▶ **Supplied data**
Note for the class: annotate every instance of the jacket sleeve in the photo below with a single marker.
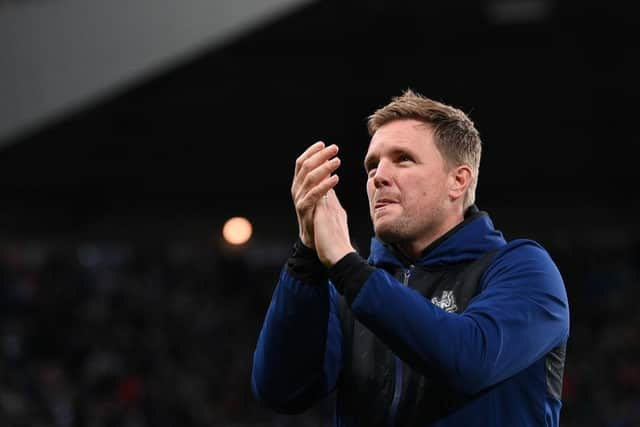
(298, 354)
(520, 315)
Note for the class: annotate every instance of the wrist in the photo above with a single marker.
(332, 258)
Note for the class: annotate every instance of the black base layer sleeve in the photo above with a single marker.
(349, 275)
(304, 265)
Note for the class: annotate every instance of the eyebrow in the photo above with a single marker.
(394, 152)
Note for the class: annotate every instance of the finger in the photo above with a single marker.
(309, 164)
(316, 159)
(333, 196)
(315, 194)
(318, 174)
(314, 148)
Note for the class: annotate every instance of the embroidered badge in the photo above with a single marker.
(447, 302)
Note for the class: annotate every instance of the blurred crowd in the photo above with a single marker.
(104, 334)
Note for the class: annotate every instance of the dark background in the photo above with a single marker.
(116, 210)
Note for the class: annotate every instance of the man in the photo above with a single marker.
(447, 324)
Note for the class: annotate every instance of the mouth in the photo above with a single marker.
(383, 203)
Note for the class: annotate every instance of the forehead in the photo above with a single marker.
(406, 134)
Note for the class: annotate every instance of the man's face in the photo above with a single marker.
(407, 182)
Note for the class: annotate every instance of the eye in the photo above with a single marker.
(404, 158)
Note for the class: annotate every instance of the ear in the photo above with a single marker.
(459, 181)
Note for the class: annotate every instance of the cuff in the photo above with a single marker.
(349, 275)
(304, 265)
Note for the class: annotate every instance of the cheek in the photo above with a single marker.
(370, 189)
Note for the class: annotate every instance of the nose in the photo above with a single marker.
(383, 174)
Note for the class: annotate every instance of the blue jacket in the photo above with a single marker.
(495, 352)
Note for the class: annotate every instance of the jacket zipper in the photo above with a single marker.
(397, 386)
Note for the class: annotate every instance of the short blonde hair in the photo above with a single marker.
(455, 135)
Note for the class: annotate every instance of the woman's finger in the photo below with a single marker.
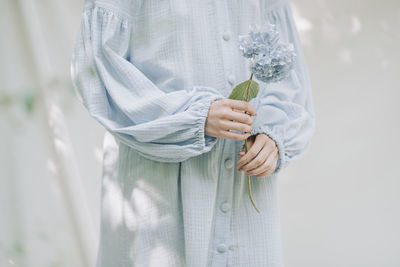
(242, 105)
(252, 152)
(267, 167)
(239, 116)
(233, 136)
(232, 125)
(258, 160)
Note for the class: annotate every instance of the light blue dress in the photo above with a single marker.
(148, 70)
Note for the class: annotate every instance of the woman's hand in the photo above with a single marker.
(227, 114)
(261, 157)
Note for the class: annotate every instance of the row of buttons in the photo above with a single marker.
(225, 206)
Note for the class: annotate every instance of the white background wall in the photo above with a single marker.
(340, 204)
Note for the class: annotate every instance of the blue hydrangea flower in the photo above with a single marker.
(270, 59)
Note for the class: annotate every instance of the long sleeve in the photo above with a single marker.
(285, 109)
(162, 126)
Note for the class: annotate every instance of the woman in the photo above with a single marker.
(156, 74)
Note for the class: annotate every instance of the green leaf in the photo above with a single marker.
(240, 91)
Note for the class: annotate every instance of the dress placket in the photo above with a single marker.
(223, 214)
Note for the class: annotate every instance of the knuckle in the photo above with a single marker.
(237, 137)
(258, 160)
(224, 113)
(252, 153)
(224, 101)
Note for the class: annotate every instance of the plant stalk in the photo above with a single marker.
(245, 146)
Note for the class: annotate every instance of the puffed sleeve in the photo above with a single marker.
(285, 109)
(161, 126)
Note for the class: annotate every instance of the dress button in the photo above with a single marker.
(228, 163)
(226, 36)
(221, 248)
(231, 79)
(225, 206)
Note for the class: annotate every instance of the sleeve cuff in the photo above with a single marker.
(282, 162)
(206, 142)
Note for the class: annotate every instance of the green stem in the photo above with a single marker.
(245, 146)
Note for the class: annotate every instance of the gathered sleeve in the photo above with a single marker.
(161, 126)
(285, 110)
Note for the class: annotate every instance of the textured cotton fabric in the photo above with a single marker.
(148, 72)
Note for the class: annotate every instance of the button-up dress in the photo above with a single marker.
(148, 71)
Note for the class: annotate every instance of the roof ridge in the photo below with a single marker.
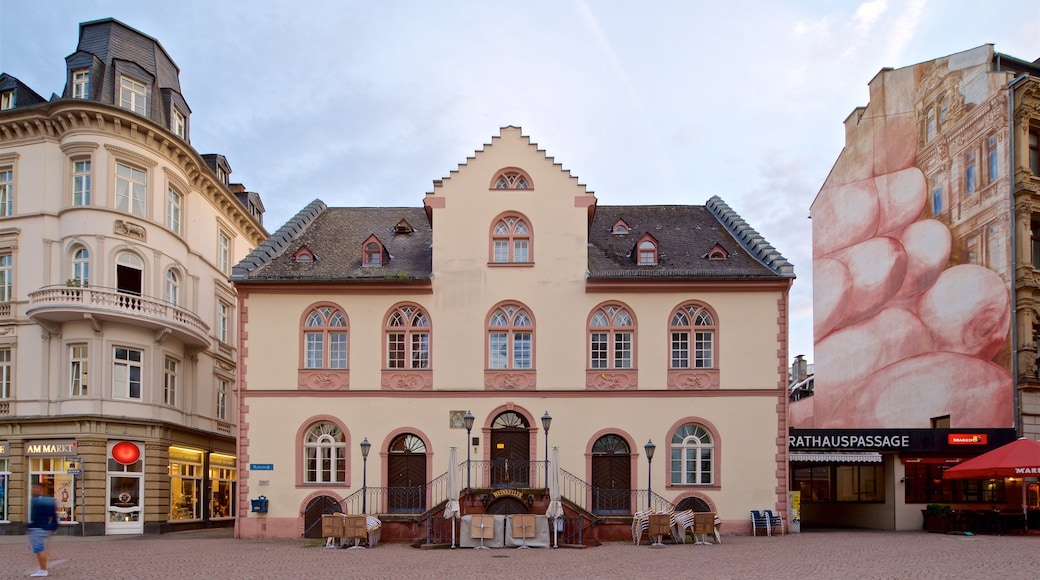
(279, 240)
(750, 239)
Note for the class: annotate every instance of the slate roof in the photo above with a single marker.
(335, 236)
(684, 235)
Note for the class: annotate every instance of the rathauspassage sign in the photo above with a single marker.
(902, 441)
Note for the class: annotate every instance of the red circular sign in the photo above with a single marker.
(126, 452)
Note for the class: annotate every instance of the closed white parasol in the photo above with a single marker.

▶ **What you are asked to do**
Leave images out of the retyped records; keep all else exact.

▶ **Solution for this task**
Note for the class: annotate every instance of the jacket sleeve in the photo below with a single marker.
(298, 354)
(520, 315)
Note for the class: annotate every instance of the wrist in the photo above with a single marker.
(332, 258)
Note for the class: annotate every instance of the black base layer sleeve in the photo above with a single marker.
(349, 275)
(304, 265)
Note for the class: annotate every instance of the eyebrow in the photo above with a single marker.
(394, 152)
Note for the class: annotate every instance of the finger in the photo above with a single marker.
(309, 164)
(316, 159)
(333, 196)
(315, 194)
(318, 174)
(314, 148)
Note for the class: annotate every instance of the embroidered badge in the photo above with a single marker.
(447, 302)
Note for the class: annotate every instance of the blurred crowd in the photo above with a single marker.
(104, 334)
Note for the class: annotate every instance of the dark background in the photo above with a single marker.
(116, 210)
Note for the class: annotate every instance of the man in the photo above with a single marker.
(447, 324)
Note for the class: annotate every instance of the mouth in the photo above with a single marker.
(383, 203)
Note for the class: annotate every instance of the forehead in the photo above with a single marker.
(406, 134)
Note for the class: annotate every instance of the man's face in the photo above with a single marker.
(407, 182)
Note for the class: annotate every instance of the eye in the photo above with a single marker.
(404, 158)
Note for the class: annotate every instance of the ear in the photo above with a single marker.
(459, 181)
Note for the class: annotate every instance of the cuff in the photo above with a single marker.
(349, 275)
(304, 265)
Note for the class: annotate every instance of the cheek in the photo above with a single marker.
(370, 189)
Note for the class: annotate every instance of the nose in the photo above with a single marker.
(383, 174)
Note for the class: annotate every instance of the blue jacket in the photo above with a single marker.
(495, 352)
Note for the class: annotate every instance of the jacket zipper in the photo above with a single marker.
(397, 386)
Note for the class: annotate every instance of the short blonde hair in the photo above with a single marker.
(455, 135)
Note for the class: annotate every instance of the woman's finger in the photo below with a single marker.
(242, 105)
(252, 152)
(267, 167)
(239, 116)
(233, 136)
(232, 125)
(258, 160)
Note for the class: annotate every instance of the light blue dress in the photo above with a single marker.
(148, 70)
Note for the class: annotate every instance of the woman's hand in the photo above with a single marker.
(227, 114)
(261, 157)
Note for the class: annotate every instance of the row of buttons in the photo above with a single marker.
(225, 206)
Note for the class: annotate every instance of the white background wall in the photo above with a single marker.
(340, 204)
Note for the class: annotate every instance of the blue hydrangea flower in the photo above with a single marker.
(270, 59)
Note for the class: annotate every instance of the long sleeve in the photo above with a single marker.
(285, 109)
(162, 126)
Note for the class: annotate every instance of the woman in the photo above with a single marker.
(156, 74)
Note for the class: annotate every instance of the green leaf in the photo above with a single marker.
(240, 91)
Note for the class: annotate every instance of the dress placket in the photo above with a single marker.
(223, 214)
Note for the class: annotate every instance of the knuckle in the photo above with a single marker.
(237, 137)
(258, 160)
(224, 113)
(252, 153)
(224, 101)
Note for the class: annotate every instance of the plant stalk in the photo above with a single marker.
(245, 146)
Note for the class: annotate every instance of the puffed sleeve in the photo above with a single marker.
(285, 109)
(161, 126)
Note for the class: annotate every instance of the dress button in the photo above with a single marker.
(228, 163)
(226, 36)
(221, 248)
(231, 79)
(225, 206)
Note for the class: annotate every instance of the sleeve cuff in the photo above with a single marker.
(282, 162)
(206, 142)
Note for the class: annotate every instance of the green stem in the photo above with a single marker.
(245, 146)
Note for the class: annotate every instance of the gathered sleeve in the photo above with a single marker.
(161, 126)
(285, 110)
Note for the class: annotate every instance of the textured cotton fabric in the photo above with a single marker.
(148, 72)
Note for the class: annotate every instance of the button-up dress in the photo above with a single marker.
(148, 71)
Note for the class: annotate every instance of the roof ridge in the photo below with a single marker.
(279, 240)
(750, 239)
Note for the class: annotate every instance of the slate roof in the photo above with a single marker.
(335, 236)
(684, 235)
Note for the class: annotate every instance of the rathauspassage sign in the photo above with a single marker.
(902, 441)
Note for the class: annotate every instance of the red circular sign in the photo above with a single marker.
(126, 452)
Note for the class: annotate every instance of the closed white parasol in the photo above with a single marker.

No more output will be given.